→ **What to work on**
Give back all of the data below line for line, without changing a single word.

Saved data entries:
◆ ◆ ◆ ◆ ◆ ◆ ◆

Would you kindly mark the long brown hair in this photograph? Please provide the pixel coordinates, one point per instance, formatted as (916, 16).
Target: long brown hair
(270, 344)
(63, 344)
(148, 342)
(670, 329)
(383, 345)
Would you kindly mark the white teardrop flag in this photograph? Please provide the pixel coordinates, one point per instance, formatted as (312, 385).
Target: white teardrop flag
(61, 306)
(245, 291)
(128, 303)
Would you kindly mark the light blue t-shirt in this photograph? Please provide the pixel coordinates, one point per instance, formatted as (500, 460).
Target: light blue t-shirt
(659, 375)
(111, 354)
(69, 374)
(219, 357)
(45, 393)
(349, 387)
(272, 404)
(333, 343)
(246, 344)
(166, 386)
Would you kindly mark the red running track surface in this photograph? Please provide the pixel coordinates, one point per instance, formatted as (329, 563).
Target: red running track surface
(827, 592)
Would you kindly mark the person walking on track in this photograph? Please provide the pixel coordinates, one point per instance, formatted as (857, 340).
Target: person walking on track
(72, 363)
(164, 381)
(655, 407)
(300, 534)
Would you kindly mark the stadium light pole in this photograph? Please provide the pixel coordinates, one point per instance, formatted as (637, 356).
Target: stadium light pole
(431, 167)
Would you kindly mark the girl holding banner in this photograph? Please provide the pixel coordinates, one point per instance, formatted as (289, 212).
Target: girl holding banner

◆ ◆ ◆ ◆ ◆ ◆ ◆

→ **Solution to this problem**
Would you kindly mark the long brown hair in this photograph? Please provide the pixel coordinates, one point per instance, formatted as (916, 16).
Target: long brown hair
(270, 344)
(63, 344)
(148, 342)
(670, 329)
(383, 345)
Would you kindly mark the white teardrop flag in this photograph? Please provide the pixel coordinates, one point per instance, formatted as (312, 385).
Target: white teardrop flag
(61, 306)
(245, 291)
(128, 303)
Would you kindly mark the light blue t-shirt in this photograph? Please provide the pixel coordinates, one point per instance, formatted as (500, 460).
Target: light blue t-shirt
(659, 375)
(111, 354)
(69, 374)
(219, 357)
(45, 393)
(349, 387)
(272, 404)
(333, 343)
(246, 344)
(166, 386)
Would you kindly mark the red running track surface in this photograph? Please provide the pixel coordinates, one point per instance, formatted as (329, 563).
Target: red running track surface
(827, 592)
Would you kindly mark the person walking on track in this photograph? Please provide the pixel coordinates, one point per instance, formatted as (857, 340).
Target: person walking on track
(72, 363)
(164, 381)
(655, 407)
(300, 534)
Would you kindly mark the stadium light pole in this photograph? Please provide the pixel coordinates, one point per instance, formatted as (637, 356).
Target: stadium light pole
(431, 167)
Would you kindly mark the girl holding banner in this photograph? Please provide the pixel coordinates, one point per instance, formatted as (289, 212).
Target: girl holding banner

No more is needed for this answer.